▶ **Goal of the exercise**
Can you swap each "outline" in the listing for "boundary" and write out all its lines again with everything else left unchanged?

··· Listed records

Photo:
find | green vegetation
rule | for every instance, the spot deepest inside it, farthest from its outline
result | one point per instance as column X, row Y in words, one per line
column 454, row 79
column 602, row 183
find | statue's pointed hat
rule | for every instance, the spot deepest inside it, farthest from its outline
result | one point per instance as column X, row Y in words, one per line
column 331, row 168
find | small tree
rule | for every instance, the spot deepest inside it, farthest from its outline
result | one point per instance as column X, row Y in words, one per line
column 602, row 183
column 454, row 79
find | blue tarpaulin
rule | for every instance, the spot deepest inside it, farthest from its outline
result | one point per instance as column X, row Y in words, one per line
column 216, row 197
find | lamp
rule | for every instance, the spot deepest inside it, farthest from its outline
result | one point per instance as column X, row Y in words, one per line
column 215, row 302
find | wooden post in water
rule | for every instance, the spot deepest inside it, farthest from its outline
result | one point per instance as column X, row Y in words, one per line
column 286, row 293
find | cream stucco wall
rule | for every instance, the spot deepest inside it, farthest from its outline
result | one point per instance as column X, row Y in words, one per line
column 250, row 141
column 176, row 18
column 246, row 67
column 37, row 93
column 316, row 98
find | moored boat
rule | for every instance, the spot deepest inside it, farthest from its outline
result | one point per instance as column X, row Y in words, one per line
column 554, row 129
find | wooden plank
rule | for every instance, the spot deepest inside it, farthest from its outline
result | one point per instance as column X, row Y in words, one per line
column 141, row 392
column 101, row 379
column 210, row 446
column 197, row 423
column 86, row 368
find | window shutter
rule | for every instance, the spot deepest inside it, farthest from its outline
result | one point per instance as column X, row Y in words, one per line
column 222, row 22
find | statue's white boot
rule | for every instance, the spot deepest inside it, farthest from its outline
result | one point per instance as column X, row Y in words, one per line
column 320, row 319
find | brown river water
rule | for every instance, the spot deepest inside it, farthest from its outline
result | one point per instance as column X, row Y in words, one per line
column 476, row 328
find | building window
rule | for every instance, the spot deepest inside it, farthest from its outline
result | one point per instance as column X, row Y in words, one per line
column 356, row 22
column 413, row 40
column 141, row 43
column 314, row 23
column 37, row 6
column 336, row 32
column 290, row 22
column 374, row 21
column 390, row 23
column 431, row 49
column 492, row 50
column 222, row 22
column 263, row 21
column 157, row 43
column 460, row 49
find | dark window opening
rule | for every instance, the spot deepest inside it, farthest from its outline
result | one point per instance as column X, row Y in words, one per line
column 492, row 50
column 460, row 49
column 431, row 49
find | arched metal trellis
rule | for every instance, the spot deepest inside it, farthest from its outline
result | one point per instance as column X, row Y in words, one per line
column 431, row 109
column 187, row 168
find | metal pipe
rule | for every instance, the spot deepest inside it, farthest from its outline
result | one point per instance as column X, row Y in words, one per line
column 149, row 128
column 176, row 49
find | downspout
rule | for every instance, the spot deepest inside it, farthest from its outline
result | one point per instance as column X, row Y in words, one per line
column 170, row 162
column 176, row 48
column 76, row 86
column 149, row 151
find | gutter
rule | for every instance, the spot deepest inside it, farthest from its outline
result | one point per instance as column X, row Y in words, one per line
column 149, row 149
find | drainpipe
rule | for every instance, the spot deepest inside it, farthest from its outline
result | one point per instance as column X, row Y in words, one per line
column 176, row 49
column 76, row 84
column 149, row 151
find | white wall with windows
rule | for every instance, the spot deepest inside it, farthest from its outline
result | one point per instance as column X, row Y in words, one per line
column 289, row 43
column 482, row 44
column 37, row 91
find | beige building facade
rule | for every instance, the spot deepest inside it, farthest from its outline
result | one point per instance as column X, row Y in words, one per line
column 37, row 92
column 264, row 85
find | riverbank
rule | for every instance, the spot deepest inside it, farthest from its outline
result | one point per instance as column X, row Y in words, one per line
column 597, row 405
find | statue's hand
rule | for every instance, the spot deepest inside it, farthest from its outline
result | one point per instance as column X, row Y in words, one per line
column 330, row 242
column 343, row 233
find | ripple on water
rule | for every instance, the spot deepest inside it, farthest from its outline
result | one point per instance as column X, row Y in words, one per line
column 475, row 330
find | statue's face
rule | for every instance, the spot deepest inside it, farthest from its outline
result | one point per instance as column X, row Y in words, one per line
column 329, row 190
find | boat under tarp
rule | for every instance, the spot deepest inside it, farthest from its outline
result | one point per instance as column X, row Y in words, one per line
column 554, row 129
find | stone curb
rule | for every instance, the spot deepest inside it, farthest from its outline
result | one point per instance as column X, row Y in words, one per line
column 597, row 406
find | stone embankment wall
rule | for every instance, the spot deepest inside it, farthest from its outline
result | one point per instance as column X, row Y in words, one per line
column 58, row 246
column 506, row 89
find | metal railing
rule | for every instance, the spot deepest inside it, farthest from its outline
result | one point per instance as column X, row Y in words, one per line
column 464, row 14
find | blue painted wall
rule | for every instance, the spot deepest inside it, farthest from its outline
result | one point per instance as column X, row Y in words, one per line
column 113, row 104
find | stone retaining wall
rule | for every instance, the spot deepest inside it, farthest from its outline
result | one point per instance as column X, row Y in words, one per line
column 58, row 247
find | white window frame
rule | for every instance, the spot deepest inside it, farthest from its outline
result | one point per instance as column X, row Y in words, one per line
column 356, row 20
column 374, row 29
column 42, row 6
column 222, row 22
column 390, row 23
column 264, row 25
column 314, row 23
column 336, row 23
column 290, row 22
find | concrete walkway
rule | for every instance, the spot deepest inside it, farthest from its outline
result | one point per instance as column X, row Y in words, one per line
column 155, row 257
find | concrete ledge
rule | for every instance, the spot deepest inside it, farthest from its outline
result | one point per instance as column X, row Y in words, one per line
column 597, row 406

······

▶ **Solved problem**
Photo:
find | green vegetation
rule | for every instance, the spot deepest inside it, farthest from its boundary
result | one point per instance as column X, row Y in words, one per line
column 454, row 79
column 602, row 183
find | statue's pointed hat
rule | for every instance, the spot deepest inside it, farthest from its boundary
result | one point per instance as column X, row Y in words, one per line
column 331, row 168
find | small tree
rule | for every instance, the spot deepest inside it, farthest from its boundary
result | one point per instance as column X, row Y in words, one per line
column 602, row 183
column 454, row 79
find | blue tarpaulin
rule | for every instance, the spot deepest inside it, farthest from its boundary
result | one point per instance as column X, row Y in words, one per line
column 216, row 197
find | lamp
rule | for every instance, the spot deepest inside it, farthest from its boundary
result | one point per instance as column X, row Y in words, one per line
column 215, row 302
find | wooden post in water
rule | for every instance, the spot deepest inside it, farthest from its boundary
result | one point per instance as column X, row Y in words, one per line
column 286, row 293
find | cream stucco wall
rule | for every instance, the spot deepest inside it, farthest from its boundary
result | one point per instance as column X, row Y in words, one per line
column 250, row 141
column 176, row 18
column 246, row 67
column 37, row 93
column 316, row 98
find | moored boat
rule | for every instance, the spot deepest inside it, farthest from its boundary
result | one point per instance as column X, row Y in words, one per line
column 554, row 129
find | wooden plank
rule | for every instance, the spot deepest inside it, farthest from its boundary
result | one point per instance as column X, row Y in words, one per line
column 141, row 392
column 101, row 379
column 210, row 446
column 197, row 423
column 86, row 368
find | window shutter
rule | for every instance, the spot deepest inside it, farthest from its boundary
result | one point per instance as column X, row Y in words, one per line
column 222, row 22
find | statue's white boot
rule | for every instance, the spot deepest inside it, farthest from its boundary
result | one point per instance as column X, row Y in words, one per line
column 320, row 319
find | brown river water
rule | for every instance, the spot deepest inside it, farthest from its boundary
result | one point per instance as column X, row Y in words, one per line
column 476, row 328
find | building window
rule | for every instance, the spot deepest inside it, farthest from its boundary
result | one point per instance as column X, row Y in words, one per line
column 356, row 22
column 413, row 40
column 141, row 43
column 314, row 23
column 37, row 6
column 336, row 32
column 290, row 22
column 374, row 21
column 390, row 23
column 431, row 49
column 492, row 50
column 222, row 22
column 263, row 21
column 157, row 43
column 460, row 49
find | dark window opening
rule | for every instance, the spot deepest inside it, farthest from its boundary
result | one point per instance as column X, row Y in words, one per line
column 492, row 50
column 460, row 49
column 431, row 49
find | arched metal trellis
rule | for every instance, the spot deepest inside it, farthest from its boundary
result | one point per instance as column X, row Y in words, one per line
column 431, row 109
column 187, row 168
find | metal pipe
rule | for every instance, the spot deepest inside it, farthest from its boundary
result | one point per instance as column X, row Y in words, one per line
column 149, row 128
column 176, row 49
find | downspout
rule | for every instance, the spot deepest inside it, farthest from its boundary
result | one point per instance as column X, row Y in words, one per line
column 170, row 162
column 176, row 48
column 76, row 86
column 149, row 151
find | gutter
rule | for every instance, the spot deepest inside it, farthest from its boundary
result | one point per instance as column X, row Y in words, one per line
column 149, row 149
find | drainpipe
rule | for every instance, the spot deepest inside it, farthest from its boundary
result | one point per instance as column X, row Y in words, one per line
column 176, row 49
column 76, row 84
column 149, row 151
find | white wall with windows
rule | for every instance, the spot deepest inside it, farthest from its boundary
result | one point per instance as column X, row Y in words, one per line
column 289, row 43
column 482, row 44
column 37, row 91
find | beige building facade
rule | for every instance, the spot deepest inside it, farthest from its boundary
result | one point per instance as column X, row Y in words, one per line
column 37, row 92
column 264, row 85
find | riverbank
rule | for every instance, the spot deepest inside it, farthest from its boundary
result | one point per instance as column X, row Y in words, one per line
column 597, row 405
find | statue's hand
rule | for every instance, the spot deepest inside it, farthest from its boundary
result | one point per instance as column X, row Y in words, one per line
column 330, row 242
column 343, row 233
find | ripple on water
rule | for every instance, the spot deepest inside it, farthest from its boundary
result | one point per instance as column X, row Y in words, one per line
column 475, row 330
find | statue's face
rule | for every instance, the spot deepest inside it, farthest from its boundary
result | one point per instance as column X, row Y in words, one per line
column 329, row 190
find | boat under tarp
rule | for every instance, the spot deepest inside it, farthest from its boundary
result | one point per instance as column X, row Y in words, one per line
column 554, row 129
find | stone curb
rule | for every instance, the spot deepest inside it, farthest from its boundary
result | one point per instance as column X, row Y in words, one per line
column 597, row 406
find | stone embankment wall
rule | for every instance, the spot deepest inside it, farthest from its boundary
result | one point per instance as column X, row Y in words, one per line
column 58, row 246
column 506, row 89
find | metal railing
rule | for every instance, the spot deepest inside it, farthest from its boundary
result | one point per instance as column X, row Y in words, one per line
column 464, row 14
find | blue painted wall
rule | for every instance, the spot deepest inside it, farthest from its boundary
result | one point per instance as column X, row Y in words, one per line
column 113, row 104
find | stone retaining wall
rule | for every instance, the spot deepest inside it, farthest from its boundary
result | one point per instance as column X, row Y in words, one per line
column 58, row 247
find | white window frame
rule | for every instance, the spot deepest inside it, farthest from its boundary
result | one point per instance as column X, row Y in words, one per line
column 356, row 20
column 374, row 29
column 42, row 6
column 222, row 22
column 390, row 23
column 264, row 25
column 314, row 23
column 336, row 23
column 290, row 22
find | concrete walkway
rule | for every instance, the spot deepest inside it, farthest from its boundary
result | one point per instance as column X, row Y in words, one per line
column 155, row 257
find | concrete ledge
rule | for every instance, the spot deepest inside it, farthest from its boundary
result | one point per instance as column X, row Y in words, one per line
column 597, row 406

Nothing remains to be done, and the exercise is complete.